** Supplied passage **
Manfred Emmel

Personal information
- Born: 8 October 1945 Seckbach, Frankfurt, Germany
- Died: 6 October 2025 (aged 79)

Sport
- Sport: Para table tennis

Medal record
Representing West Germany
Paralympic Games
| Silver medal – second place | 1976 Toronto | Discus throw 1C |
Para swimming
| Gold medal – first place | 1968 Tel Aviv | 25m breaststroke class 1 |
| Gold medal – first place | 1980 Arnhem | 3x25m freestyle relay 1A-1C |
| Silver medal – second place | 1968 Tel Aviv | 25m freestyle class 1 |
| Silver medal – second place | 1968 Tel Aviv | 25m backstroke class 1 |
| Silver medal – second place | 1976 Toronto | 25m freestyle 1C |
| Silver medal – second place | 1976 Toronto | 25m breaststroke 1C |
| Silver medal – second place | 1980 Arnhem | 25m freestyle 1C |
Para table tennis
| Gold medal – first place | 1968 Tel Aviv | Singles A2 |
| Gold medal – first place | 1976 Toronto | Singles 1C |
| Gold medal – first place | 1980 Arnhem | Singles 1C |
| Gold medal – first place | 1980 Arnhem | Teams 2 |
| Gold medal – first place | 1984 New York | Singles 1C |
| Gold medal – first place | 1984 New York | Teams 1C |
| Gold medal – first place | 1988 Seoul | Singles 1C |
| Silver medal – second place | 1968 Tel Aviv | Doubles A2 |
European Championships
| Gold medal – first place | 1983 Ingolstadt | Teams 1C |
| Gold medal – first place | 1985 Delden | Singles 1C |
| Gold medal – first place | 1985 Delden | Teams 1C |
| Gold medal – first place | 1987 Stoke Mandeville | Singles 1C |
| Gold medal – first place | 1987 Stoke Mandeville | Teams 1C |
| Bronze medal – third place | 1983 Ingolstadt | Singles 1C |

= Manfred Emmel =

German table tennis player (1945–2025)

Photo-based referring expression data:
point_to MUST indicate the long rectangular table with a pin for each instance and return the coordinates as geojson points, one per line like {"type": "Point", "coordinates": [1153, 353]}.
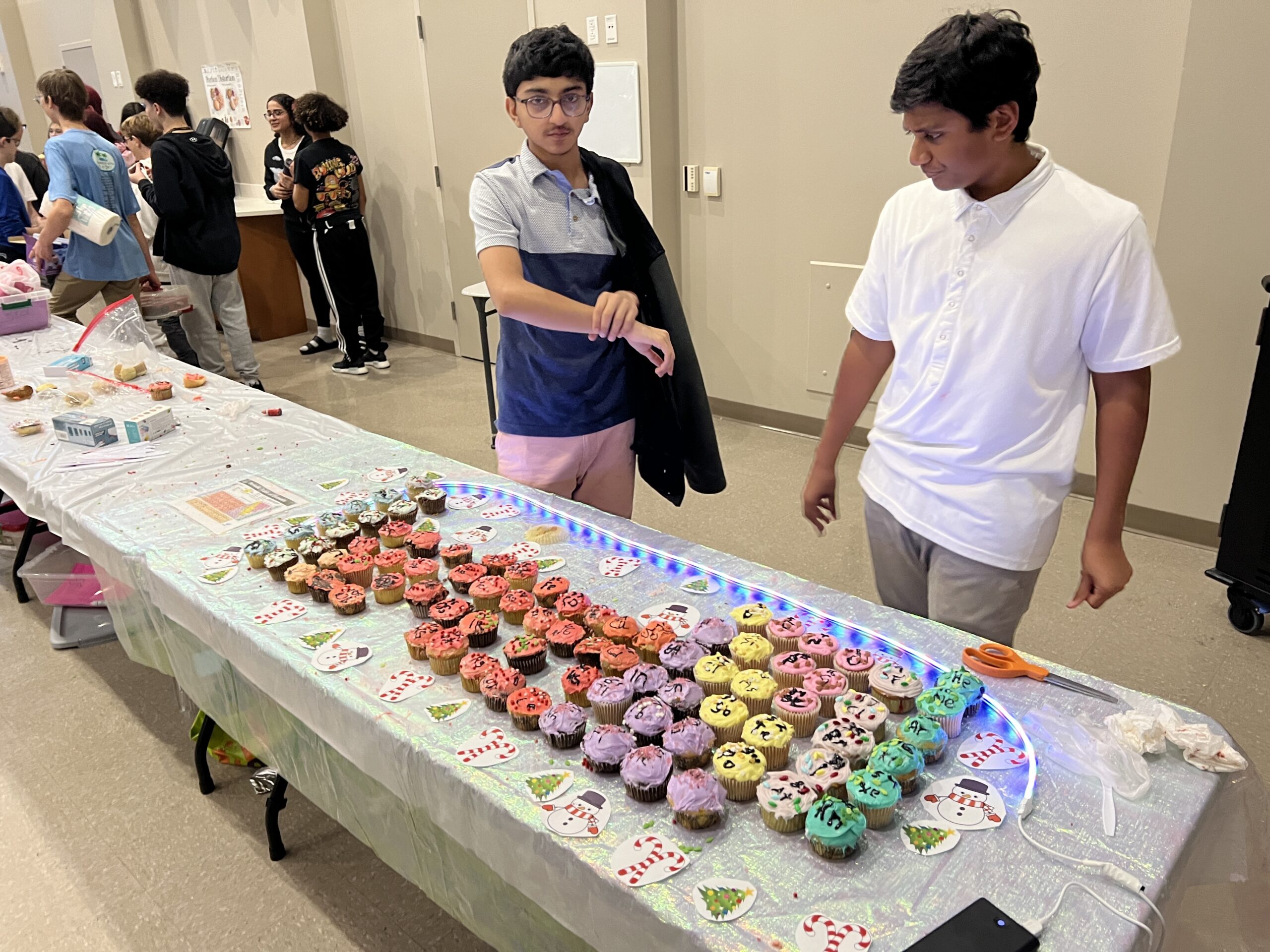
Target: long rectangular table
{"type": "Point", "coordinates": [472, 838]}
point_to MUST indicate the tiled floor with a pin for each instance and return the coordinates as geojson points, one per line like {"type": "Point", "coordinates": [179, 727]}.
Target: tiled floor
{"type": "Point", "coordinates": [106, 844]}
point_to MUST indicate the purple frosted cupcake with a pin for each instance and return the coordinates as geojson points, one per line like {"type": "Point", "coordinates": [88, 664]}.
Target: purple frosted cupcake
{"type": "Point", "coordinates": [645, 772]}
{"type": "Point", "coordinates": [698, 799]}
{"type": "Point", "coordinates": [684, 696]}
{"type": "Point", "coordinates": [690, 743]}
{"type": "Point", "coordinates": [681, 656]}
{"type": "Point", "coordinates": [714, 635]}
{"type": "Point", "coordinates": [605, 747]}
{"type": "Point", "coordinates": [645, 679]}
{"type": "Point", "coordinates": [563, 725]}
{"type": "Point", "coordinates": [610, 697]}
{"type": "Point", "coordinates": [648, 717]}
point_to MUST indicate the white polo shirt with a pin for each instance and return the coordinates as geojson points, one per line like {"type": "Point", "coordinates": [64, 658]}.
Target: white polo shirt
{"type": "Point", "coordinates": [999, 311]}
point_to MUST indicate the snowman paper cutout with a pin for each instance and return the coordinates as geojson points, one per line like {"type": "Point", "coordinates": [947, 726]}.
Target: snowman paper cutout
{"type": "Point", "coordinates": [584, 815]}
{"type": "Point", "coordinates": [965, 804]}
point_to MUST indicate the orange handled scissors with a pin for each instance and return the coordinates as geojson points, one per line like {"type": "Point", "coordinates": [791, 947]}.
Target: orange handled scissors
{"type": "Point", "coordinates": [1001, 662]}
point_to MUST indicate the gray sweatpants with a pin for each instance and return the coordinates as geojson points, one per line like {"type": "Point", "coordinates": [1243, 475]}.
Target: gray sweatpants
{"type": "Point", "coordinates": [218, 298]}
{"type": "Point", "coordinates": [921, 578]}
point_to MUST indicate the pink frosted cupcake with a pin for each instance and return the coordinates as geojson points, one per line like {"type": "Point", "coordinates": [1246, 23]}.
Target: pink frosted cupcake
{"type": "Point", "coordinates": [821, 645]}
{"type": "Point", "coordinates": [792, 668]}
{"type": "Point", "coordinates": [826, 685]}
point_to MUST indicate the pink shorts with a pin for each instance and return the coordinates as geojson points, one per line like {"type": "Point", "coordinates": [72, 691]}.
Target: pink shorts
{"type": "Point", "coordinates": [597, 469]}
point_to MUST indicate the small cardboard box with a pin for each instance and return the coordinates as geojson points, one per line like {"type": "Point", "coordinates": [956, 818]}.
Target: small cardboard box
{"type": "Point", "coordinates": [75, 427]}
{"type": "Point", "coordinates": [151, 424]}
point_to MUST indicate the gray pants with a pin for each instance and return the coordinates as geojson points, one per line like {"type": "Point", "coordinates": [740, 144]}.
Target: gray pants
{"type": "Point", "coordinates": [921, 578]}
{"type": "Point", "coordinates": [218, 298]}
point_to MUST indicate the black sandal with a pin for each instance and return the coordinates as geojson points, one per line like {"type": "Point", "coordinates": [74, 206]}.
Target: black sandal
{"type": "Point", "coordinates": [317, 346]}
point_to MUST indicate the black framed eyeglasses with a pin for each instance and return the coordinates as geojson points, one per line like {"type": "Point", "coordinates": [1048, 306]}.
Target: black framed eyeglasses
{"type": "Point", "coordinates": [540, 107]}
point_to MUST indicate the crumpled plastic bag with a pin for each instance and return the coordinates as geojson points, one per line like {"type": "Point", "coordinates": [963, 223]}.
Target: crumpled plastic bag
{"type": "Point", "coordinates": [1147, 729]}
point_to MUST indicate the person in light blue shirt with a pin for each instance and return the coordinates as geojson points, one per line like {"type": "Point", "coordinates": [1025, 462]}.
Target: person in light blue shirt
{"type": "Point", "coordinates": [83, 164]}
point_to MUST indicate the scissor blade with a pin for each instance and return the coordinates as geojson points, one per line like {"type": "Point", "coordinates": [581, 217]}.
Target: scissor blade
{"type": "Point", "coordinates": [1080, 688]}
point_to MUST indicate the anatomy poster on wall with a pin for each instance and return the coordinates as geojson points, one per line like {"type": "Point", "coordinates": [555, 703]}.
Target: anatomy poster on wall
{"type": "Point", "coordinates": [225, 97]}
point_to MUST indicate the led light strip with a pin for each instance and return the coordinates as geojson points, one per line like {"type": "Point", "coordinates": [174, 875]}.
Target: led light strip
{"type": "Point", "coordinates": [666, 560]}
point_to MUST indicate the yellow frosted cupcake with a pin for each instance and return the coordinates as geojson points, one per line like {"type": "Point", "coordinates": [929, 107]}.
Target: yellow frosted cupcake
{"type": "Point", "coordinates": [714, 673]}
{"type": "Point", "coordinates": [755, 690]}
{"type": "Point", "coordinates": [726, 716]}
{"type": "Point", "coordinates": [751, 652]}
{"type": "Point", "coordinates": [740, 769]}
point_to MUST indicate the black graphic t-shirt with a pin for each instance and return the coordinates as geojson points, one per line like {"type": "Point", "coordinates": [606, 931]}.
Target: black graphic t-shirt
{"type": "Point", "coordinates": [329, 171]}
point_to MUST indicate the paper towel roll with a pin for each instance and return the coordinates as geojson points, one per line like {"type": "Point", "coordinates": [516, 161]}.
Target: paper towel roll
{"type": "Point", "coordinates": [94, 223]}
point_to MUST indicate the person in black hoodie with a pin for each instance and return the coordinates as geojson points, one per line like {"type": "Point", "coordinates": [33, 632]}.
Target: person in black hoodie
{"type": "Point", "coordinates": [191, 188]}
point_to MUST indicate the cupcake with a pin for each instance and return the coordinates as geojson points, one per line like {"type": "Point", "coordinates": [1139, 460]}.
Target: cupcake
{"type": "Point", "coordinates": [605, 747]}
{"type": "Point", "coordinates": [457, 554]}
{"type": "Point", "coordinates": [821, 645]}
{"type": "Point", "coordinates": [513, 604]}
{"type": "Point", "coordinates": [967, 685]}
{"type": "Point", "coordinates": [648, 720]}
{"type": "Point", "coordinates": [899, 760]}
{"type": "Point", "coordinates": [849, 739]}
{"type": "Point", "coordinates": [740, 769]}
{"type": "Point", "coordinates": [752, 617]}
{"type": "Point", "coordinates": [827, 685]}
{"type": "Point", "coordinates": [448, 612]}
{"type": "Point", "coordinates": [684, 696]}
{"type": "Point", "coordinates": [751, 652]}
{"type": "Point", "coordinates": [446, 652]}
{"type": "Point", "coordinates": [647, 772]}
{"type": "Point", "coordinates": [896, 687]}
{"type": "Point", "coordinates": [855, 663]}
{"type": "Point", "coordinates": [876, 794]}
{"type": "Point", "coordinates": [257, 550]}
{"type": "Point", "coordinates": [799, 708]}
{"type": "Point", "coordinates": [714, 673]}
{"type": "Point", "coordinates": [575, 681]}
{"type": "Point", "coordinates": [925, 734]}
{"type": "Point", "coordinates": [756, 691]}
{"type": "Point", "coordinates": [835, 828]}
{"type": "Point", "coordinates": [698, 800]}
{"type": "Point", "coordinates": [726, 716]}
{"type": "Point", "coordinates": [828, 770]}
{"type": "Point", "coordinates": [864, 711]}
{"type": "Point", "coordinates": [772, 737]}
{"type": "Point", "coordinates": [784, 800]}
{"type": "Point", "coordinates": [348, 599]}
{"type": "Point", "coordinates": [526, 705]}
{"type": "Point", "coordinates": [474, 667]}
{"type": "Point", "coordinates": [784, 634]}
{"type": "Point", "coordinates": [680, 658]}
{"type": "Point", "coordinates": [461, 577]}
{"type": "Point", "coordinates": [526, 654]}
{"type": "Point", "coordinates": [690, 743]}
{"type": "Point", "coordinates": [548, 591]}
{"type": "Point", "coordinates": [562, 636]}
{"type": "Point", "coordinates": [563, 725]}
{"type": "Point", "coordinates": [498, 685]}
{"type": "Point", "coordinates": [645, 679]}
{"type": "Point", "coordinates": [714, 635]}
{"type": "Point", "coordinates": [479, 627]}
{"type": "Point", "coordinates": [649, 643]}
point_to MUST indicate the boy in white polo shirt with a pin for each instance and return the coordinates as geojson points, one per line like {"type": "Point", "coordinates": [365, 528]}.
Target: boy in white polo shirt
{"type": "Point", "coordinates": [996, 293]}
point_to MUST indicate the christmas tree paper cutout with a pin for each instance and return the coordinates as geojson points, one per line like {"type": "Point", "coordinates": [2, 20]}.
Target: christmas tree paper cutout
{"type": "Point", "coordinates": [723, 900]}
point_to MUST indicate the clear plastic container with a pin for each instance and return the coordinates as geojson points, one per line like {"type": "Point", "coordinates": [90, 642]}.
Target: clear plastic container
{"type": "Point", "coordinates": [63, 577]}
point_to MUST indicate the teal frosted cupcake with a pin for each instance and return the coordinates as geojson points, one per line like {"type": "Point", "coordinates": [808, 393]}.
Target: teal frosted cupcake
{"type": "Point", "coordinates": [902, 761]}
{"type": "Point", "coordinates": [967, 685]}
{"type": "Point", "coordinates": [835, 828]}
{"type": "Point", "coordinates": [876, 794]}
{"type": "Point", "coordinates": [925, 734]}
{"type": "Point", "coordinates": [945, 705]}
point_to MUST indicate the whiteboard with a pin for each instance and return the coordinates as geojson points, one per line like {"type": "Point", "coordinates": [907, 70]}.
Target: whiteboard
{"type": "Point", "coordinates": [614, 128]}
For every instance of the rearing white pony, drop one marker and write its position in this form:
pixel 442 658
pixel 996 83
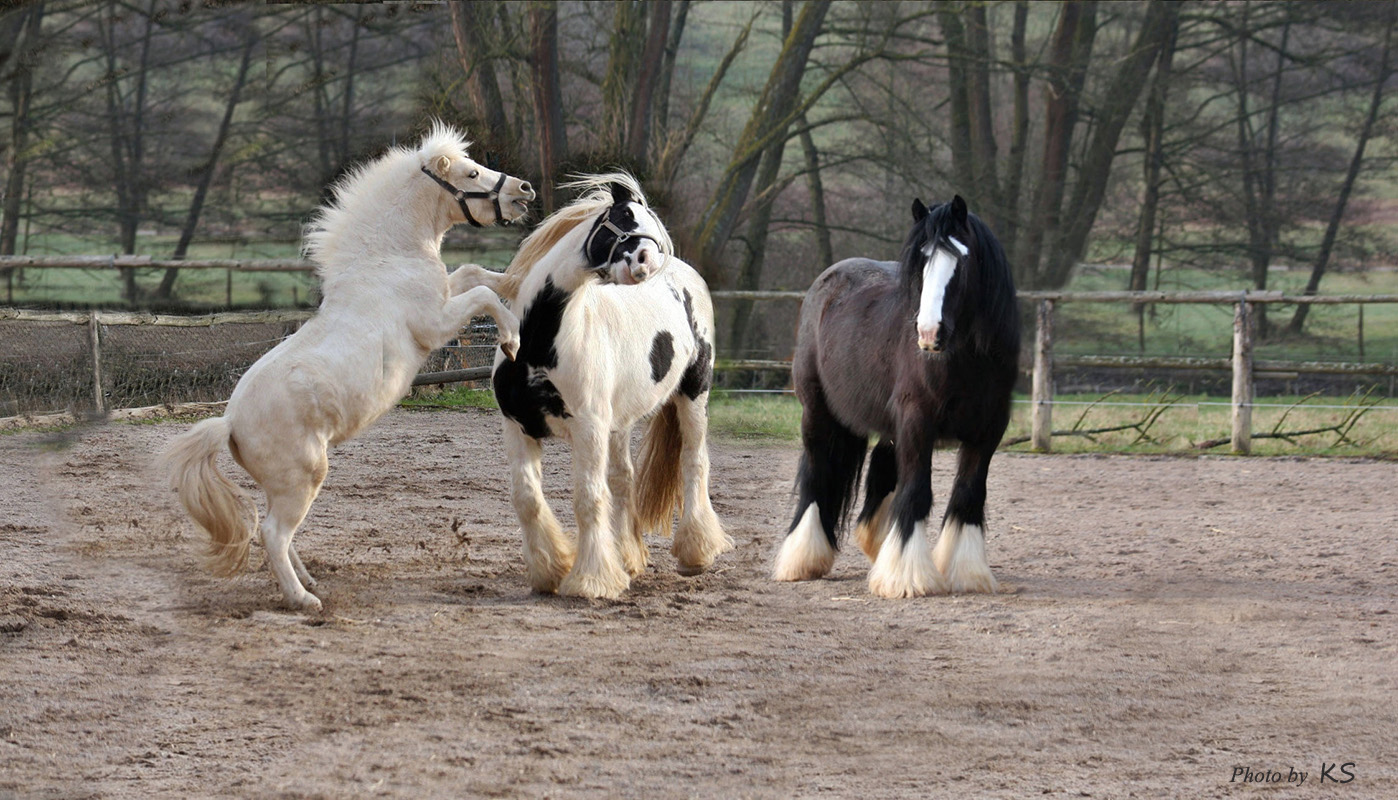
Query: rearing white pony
pixel 613 327
pixel 386 306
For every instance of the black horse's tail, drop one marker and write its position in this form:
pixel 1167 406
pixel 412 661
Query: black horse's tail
pixel 832 459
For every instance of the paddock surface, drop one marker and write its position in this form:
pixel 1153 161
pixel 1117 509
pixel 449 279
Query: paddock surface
pixel 1162 623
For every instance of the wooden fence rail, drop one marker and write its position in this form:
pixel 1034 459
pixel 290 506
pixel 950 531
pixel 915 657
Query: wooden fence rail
pixel 1242 364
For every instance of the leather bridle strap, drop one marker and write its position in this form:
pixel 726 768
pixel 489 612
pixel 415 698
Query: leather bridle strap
pixel 462 196
pixel 622 237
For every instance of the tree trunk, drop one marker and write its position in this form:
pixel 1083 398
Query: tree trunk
pixel 776 102
pixel 824 249
pixel 548 98
pixel 469 25
pixel 206 175
pixel 1131 74
pixel 1338 214
pixel 18 73
pixel 638 133
pixel 1152 129
pixel 1019 134
pixel 667 67
pixel 750 276
pixel 1068 53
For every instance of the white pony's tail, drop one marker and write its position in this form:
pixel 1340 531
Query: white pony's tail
pixel 659 494
pixel 218 505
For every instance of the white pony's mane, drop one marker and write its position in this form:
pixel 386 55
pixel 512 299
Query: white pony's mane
pixel 361 193
pixel 596 196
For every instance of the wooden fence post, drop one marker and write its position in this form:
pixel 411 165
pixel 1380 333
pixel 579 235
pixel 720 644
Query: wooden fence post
pixel 1242 438
pixel 1042 432
pixel 95 339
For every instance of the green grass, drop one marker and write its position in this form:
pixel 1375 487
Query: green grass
pixel 459 396
pixel 1186 423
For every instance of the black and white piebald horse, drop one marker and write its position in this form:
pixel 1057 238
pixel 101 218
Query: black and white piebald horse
pixel 613 327
pixel 917 351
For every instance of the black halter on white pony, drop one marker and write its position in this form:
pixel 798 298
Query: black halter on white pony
pixel 613 329
pixel 492 195
pixel 917 351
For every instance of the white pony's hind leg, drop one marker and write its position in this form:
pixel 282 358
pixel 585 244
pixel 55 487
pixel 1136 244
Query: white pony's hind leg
pixel 301 568
pixel 621 480
pixel 699 537
pixel 548 555
pixel 597 572
pixel 805 553
pixel 961 557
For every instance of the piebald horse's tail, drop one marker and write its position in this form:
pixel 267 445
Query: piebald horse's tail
pixel 218 505
pixel 660 491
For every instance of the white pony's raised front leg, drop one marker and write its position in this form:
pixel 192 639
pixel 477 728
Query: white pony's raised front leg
pixel 470 276
pixel 597 572
pixel 471 304
pixel 548 555
pixel 699 537
pixel 621 480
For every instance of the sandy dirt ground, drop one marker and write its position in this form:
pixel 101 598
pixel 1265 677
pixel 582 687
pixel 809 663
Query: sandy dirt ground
pixel 1163 621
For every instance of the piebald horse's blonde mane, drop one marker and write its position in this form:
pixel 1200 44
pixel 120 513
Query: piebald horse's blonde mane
pixel 361 193
pixel 596 196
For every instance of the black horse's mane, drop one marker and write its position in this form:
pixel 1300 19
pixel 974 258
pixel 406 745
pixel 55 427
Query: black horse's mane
pixel 989 305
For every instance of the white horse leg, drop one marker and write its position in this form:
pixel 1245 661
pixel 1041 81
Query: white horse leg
pixel 699 537
pixel 621 480
pixel 287 506
pixel 597 572
pixel 961 550
pixel 547 553
pixel 301 568
pixel 470 276
pixel 471 304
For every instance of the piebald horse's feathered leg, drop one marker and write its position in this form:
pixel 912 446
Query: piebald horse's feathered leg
pixel 597 571
pixel 699 537
pixel 961 550
pixel 548 554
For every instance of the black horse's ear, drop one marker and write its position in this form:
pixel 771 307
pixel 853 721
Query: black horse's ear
pixel 621 195
pixel 958 209
pixel 919 210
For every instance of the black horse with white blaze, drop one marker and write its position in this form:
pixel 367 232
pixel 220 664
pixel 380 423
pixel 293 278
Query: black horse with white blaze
pixel 919 351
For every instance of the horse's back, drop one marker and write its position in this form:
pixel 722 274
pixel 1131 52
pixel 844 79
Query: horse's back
pixel 843 346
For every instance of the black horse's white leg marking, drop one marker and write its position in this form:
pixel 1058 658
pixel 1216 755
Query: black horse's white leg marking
pixel 597 571
pixel 905 565
pixel 548 555
pixel 829 466
pixel 621 480
pixel 961 550
pixel 699 537
pixel 874 520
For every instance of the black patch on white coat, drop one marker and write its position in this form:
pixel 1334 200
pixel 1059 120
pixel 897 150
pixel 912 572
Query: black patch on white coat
pixel 699 372
pixel 522 386
pixel 661 354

** What you have to do **
In the Manfred Emmel page, which para swimming event earned him a gold medal at the 1968 Tel Aviv Games?

** Answer for the task **
25m breaststroke class 1